**Exercise set:**
a) In the forum thread, which JDK version does Sheypex say they are on?
b) Copy the forum thread word for word, from "Could you run" to "mixed mode, sharing)".

Sheypex · 2023-07-06T17:29:13Z

As far as i can tell, the perftest for conv2d (that in turn uses the mnist lenet implementation) is done now .. however I'm getting an error in the lenet implementation

An Error Occurred : 
        HopsException -- ERROR: ./../../nn/examples/mnist_lenet.dml line 282, column 4 -- In LeftIndexingOp Hop, error in constructing Lops 
        HopsException -- ERROR: ./nn/layers/softmax.dml line 53, column 2 -- error constructing Lops for UnaryOp Hop -- 
IllegalCallerException -- java.nio is not open to unnamed module @6a7c0ffd

I've been staring at the source of the lenet implementation in nn/examples for some time now, but I can't pinpoint the actual problem..

I'm guessing the sizes of the softmax output and the probs buffer may be mismatched? (lines 279-282 in nn/examples/mnist_lenet.dml)
But I feel like an error like that would produce a different error message

probs_batch = softmax::forward(outa4)
# Store predictions
probs[beg:end,] = probs_batch

Any idea perhaps on how to fix this?

Baunsgaard · 2023-07-07T09:55:57Z

As far as i can tell, the perftest for conv2d (that in turn uses the mnist lenet implementation) is done now .. however I'm getting an error in the lenet implementation
An Error Occurred : 
        HopsException -- ERROR: ./../../nn/examples/mnist_lenet.dml line 282, column 4 -- In LeftIndexingOp Hop, error in constructing Lops 
        HopsException -- ERROR: ./nn/layers/softmax.dml line 53, column 2 -- error constructing Lops for UnaryOp Hop -- 
IllegalCallerException -- java.nio is not open to unnamed module @6a7c0ffd
I've been staring at the source of the lenet implementation in nn/examples for some time now, but I can't pinpoint the actual problem..

I'm guessing the sizes of the softmax output and the probs buffer may be mismatched? (lines 279-282 in nn/examples/mnist_lenet.dml) But I feel like an error like that would produce a different error message
probs_batch = softmax::forward(outa4)
# Store predictions
probs[beg:end,] = probs_batch
Any idea perhaps on how to fix this?

Could you run it again, with a '-debug' argument.
Also the IO error is typically related to Operating system or JDK issues, what are you using?
Please write 'java --version' in your terminal and answer with your output.

Sheypex · 2023-07-07T10:01:52Z

Im on JDK 17

openjdk version "17.0.7" 2023-04-18
OpenJDK Runtime Environment (build 17.0.7+7-Ubuntu-0ubuntu123.04)
OpenJDK 64-Bit Server VM (build 17.0.7+7-Ubuntu-0ubuntu123.04, mixed mode, sharing)

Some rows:
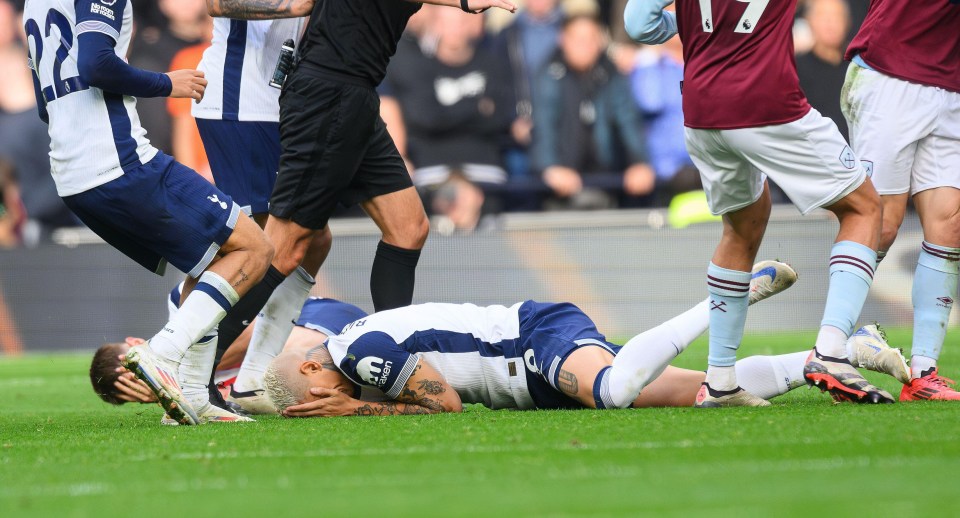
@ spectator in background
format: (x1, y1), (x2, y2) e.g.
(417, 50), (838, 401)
(0, 158), (27, 248)
(631, 26), (702, 205)
(167, 18), (214, 183)
(0, 0), (79, 245)
(492, 0), (563, 178)
(797, 0), (850, 138)
(130, 0), (210, 154)
(532, 15), (655, 208)
(381, 6), (515, 230)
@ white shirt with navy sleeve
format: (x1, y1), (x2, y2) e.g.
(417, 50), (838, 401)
(24, 0), (157, 197)
(191, 18), (304, 122)
(327, 303), (534, 409)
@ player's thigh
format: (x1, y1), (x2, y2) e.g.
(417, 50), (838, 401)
(631, 365), (706, 408)
(684, 128), (764, 215)
(913, 187), (960, 247)
(65, 153), (240, 277)
(723, 109), (866, 214)
(270, 74), (379, 230)
(911, 93), (960, 199)
(354, 119), (429, 248)
(841, 65), (941, 195)
(197, 119), (280, 214)
(553, 345), (613, 408)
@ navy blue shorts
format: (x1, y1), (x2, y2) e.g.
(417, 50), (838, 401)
(197, 119), (280, 214)
(520, 301), (620, 409)
(63, 152), (240, 277)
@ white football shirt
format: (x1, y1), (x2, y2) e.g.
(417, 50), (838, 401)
(23, 0), (157, 196)
(191, 18), (305, 122)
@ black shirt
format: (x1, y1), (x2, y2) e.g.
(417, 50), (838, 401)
(300, 0), (421, 86)
(797, 52), (849, 138)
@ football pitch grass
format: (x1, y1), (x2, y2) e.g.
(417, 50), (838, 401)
(0, 330), (960, 518)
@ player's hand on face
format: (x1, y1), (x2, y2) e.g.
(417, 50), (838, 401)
(623, 164), (657, 196)
(113, 367), (157, 403)
(467, 0), (517, 13)
(167, 70), (207, 102)
(543, 165), (583, 198)
(283, 387), (356, 417)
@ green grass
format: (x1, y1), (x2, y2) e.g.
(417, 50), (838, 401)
(0, 332), (960, 518)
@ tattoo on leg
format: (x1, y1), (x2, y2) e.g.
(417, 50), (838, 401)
(417, 380), (447, 396)
(233, 268), (250, 288)
(557, 369), (580, 396)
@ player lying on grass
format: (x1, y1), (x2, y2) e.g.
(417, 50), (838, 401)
(263, 261), (908, 417)
(90, 296), (366, 413)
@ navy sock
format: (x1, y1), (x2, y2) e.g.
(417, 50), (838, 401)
(370, 241), (420, 311)
(216, 265), (286, 354)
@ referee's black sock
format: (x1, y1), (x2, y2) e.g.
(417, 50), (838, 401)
(370, 241), (420, 311)
(217, 265), (286, 352)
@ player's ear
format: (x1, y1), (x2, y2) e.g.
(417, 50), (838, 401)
(300, 360), (323, 376)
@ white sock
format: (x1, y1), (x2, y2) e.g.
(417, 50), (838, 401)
(150, 272), (240, 366)
(180, 332), (217, 408)
(736, 351), (810, 399)
(601, 301), (710, 408)
(910, 354), (937, 378)
(816, 325), (850, 358)
(705, 364), (737, 390)
(233, 267), (316, 392)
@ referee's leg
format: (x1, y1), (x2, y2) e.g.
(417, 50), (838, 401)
(361, 187), (430, 311)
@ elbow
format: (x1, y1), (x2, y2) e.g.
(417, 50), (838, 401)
(77, 59), (103, 88)
(290, 0), (313, 17)
(440, 398), (463, 414)
(207, 0), (223, 18)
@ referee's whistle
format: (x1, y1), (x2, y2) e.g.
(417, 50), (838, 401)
(270, 39), (294, 88)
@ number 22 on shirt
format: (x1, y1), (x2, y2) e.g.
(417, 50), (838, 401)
(24, 9), (89, 103)
(700, 0), (770, 34)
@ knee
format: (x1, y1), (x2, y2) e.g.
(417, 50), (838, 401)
(249, 233), (274, 276)
(880, 221), (900, 251)
(272, 246), (307, 275)
(383, 213), (430, 250)
(310, 227), (333, 257)
(829, 183), (883, 221)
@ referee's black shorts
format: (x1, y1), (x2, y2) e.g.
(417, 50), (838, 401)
(270, 67), (413, 230)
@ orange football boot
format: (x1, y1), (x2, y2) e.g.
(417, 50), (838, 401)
(900, 367), (960, 401)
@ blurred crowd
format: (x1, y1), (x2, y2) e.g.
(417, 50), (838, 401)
(0, 0), (869, 242)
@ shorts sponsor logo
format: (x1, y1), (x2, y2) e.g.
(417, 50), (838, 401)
(90, 0), (117, 20)
(840, 146), (857, 169)
(357, 356), (393, 387)
(207, 194), (227, 210)
(523, 349), (540, 374)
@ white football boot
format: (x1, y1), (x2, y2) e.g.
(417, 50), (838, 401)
(196, 401), (256, 424)
(847, 324), (910, 385)
(693, 382), (770, 408)
(122, 348), (201, 425)
(750, 261), (799, 305)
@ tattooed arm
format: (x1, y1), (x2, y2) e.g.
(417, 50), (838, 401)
(283, 359), (463, 417)
(207, 0), (314, 20)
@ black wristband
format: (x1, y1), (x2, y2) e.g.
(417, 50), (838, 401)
(460, 0), (487, 14)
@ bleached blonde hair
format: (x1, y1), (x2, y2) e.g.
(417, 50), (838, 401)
(263, 352), (310, 412)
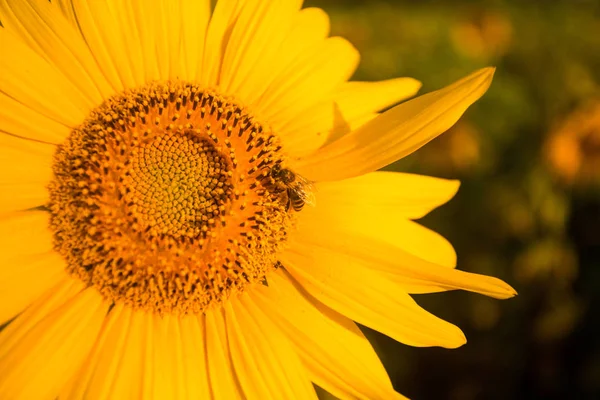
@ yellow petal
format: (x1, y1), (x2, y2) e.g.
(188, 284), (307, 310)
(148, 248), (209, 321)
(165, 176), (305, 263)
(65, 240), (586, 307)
(0, 288), (108, 399)
(178, 316), (210, 400)
(299, 172), (458, 268)
(294, 220), (516, 299)
(198, 0), (243, 86)
(0, 0), (116, 101)
(61, 305), (137, 399)
(257, 37), (359, 156)
(281, 243), (466, 348)
(0, 211), (68, 324)
(151, 315), (210, 400)
(0, 211), (52, 264)
(296, 68), (494, 181)
(235, 7), (329, 111)
(67, 0), (142, 91)
(252, 273), (410, 400)
(0, 92), (71, 144)
(224, 294), (317, 400)
(181, 0), (210, 81)
(284, 78), (421, 150)
(0, 29), (93, 130)
(200, 309), (244, 400)
(316, 172), (460, 219)
(0, 252), (70, 324)
(0, 133), (56, 212)
(219, 0), (300, 103)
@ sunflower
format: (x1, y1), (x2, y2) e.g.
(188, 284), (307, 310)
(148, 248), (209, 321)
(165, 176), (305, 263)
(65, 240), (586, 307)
(0, 0), (515, 399)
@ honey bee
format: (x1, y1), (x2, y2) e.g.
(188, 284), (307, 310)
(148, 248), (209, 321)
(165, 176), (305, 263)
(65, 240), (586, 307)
(269, 164), (315, 212)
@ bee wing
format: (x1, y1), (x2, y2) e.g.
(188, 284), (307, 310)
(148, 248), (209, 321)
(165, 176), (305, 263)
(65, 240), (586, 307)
(294, 174), (316, 206)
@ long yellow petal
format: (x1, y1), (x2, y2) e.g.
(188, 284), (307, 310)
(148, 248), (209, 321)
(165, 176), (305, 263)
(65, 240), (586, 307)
(0, 29), (89, 130)
(0, 133), (55, 212)
(68, 0), (142, 91)
(224, 294), (317, 400)
(198, 0), (242, 86)
(220, 0), (300, 104)
(0, 0), (116, 101)
(0, 277), (85, 359)
(281, 243), (466, 348)
(294, 221), (516, 299)
(283, 78), (421, 150)
(204, 309), (244, 400)
(177, 316), (210, 400)
(296, 68), (494, 181)
(181, 0), (210, 80)
(316, 172), (460, 219)
(257, 37), (360, 157)
(252, 272), (410, 400)
(298, 195), (456, 268)
(61, 305), (137, 399)
(0, 288), (108, 399)
(0, 93), (71, 144)
(0, 211), (69, 324)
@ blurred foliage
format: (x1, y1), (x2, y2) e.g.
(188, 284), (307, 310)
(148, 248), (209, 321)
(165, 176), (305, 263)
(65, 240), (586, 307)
(305, 0), (600, 399)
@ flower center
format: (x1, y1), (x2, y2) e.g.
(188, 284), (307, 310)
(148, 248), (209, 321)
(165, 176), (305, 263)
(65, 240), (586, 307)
(49, 82), (299, 314)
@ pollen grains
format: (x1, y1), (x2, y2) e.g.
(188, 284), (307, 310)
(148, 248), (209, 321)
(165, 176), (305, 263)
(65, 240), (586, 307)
(48, 82), (293, 314)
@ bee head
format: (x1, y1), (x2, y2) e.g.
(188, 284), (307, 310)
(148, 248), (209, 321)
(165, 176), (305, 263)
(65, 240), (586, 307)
(271, 164), (296, 184)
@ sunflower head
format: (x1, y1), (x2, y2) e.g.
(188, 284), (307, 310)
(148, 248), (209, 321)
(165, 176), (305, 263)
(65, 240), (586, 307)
(0, 0), (514, 400)
(49, 81), (300, 314)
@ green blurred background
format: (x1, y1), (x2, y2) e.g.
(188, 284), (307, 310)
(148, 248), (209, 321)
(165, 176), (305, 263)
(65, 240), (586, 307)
(305, 0), (600, 400)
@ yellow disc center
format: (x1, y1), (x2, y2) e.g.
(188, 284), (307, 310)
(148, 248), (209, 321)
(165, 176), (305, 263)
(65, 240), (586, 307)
(48, 82), (298, 314)
(124, 131), (233, 237)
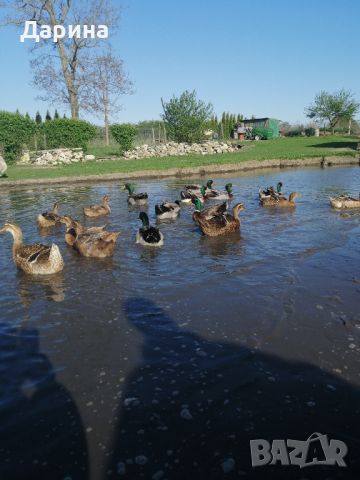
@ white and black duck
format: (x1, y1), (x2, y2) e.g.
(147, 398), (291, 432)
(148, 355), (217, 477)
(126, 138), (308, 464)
(136, 212), (164, 247)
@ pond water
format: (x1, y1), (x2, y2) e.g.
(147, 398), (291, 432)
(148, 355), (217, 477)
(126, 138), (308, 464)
(0, 167), (360, 480)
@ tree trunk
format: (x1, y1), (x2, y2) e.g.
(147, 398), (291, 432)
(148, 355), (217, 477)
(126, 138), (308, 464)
(44, 1), (79, 118)
(104, 94), (110, 146)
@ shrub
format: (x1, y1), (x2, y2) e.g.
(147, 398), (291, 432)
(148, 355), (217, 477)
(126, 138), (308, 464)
(286, 128), (303, 137)
(0, 112), (36, 163)
(252, 127), (274, 140)
(161, 90), (213, 143)
(305, 127), (315, 137)
(40, 118), (96, 150)
(110, 123), (137, 152)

**Results in order:**
a) JDK 17 (openjdk version "17.0.7").

b)
Could you run it again, with a '-debug' argument.
Also the IO error is typically related to Operating system or JDK issues, what are you using?
Please write 'java --version' in your terminal and answer with your output.

Sheypex · 2023-07-07T10:01:52Z

Im on JDK 17

openjdk version "17.0.7" 2023-04-18
OpenJDK Runtime Environment (build 17.0.7+7-Ubuntu-0ubuntu123.04)
OpenJDK 64-Bit Server VM (build 17.0.7+7-Ubuntu-0ubuntu123.04, mixed mode, sharing)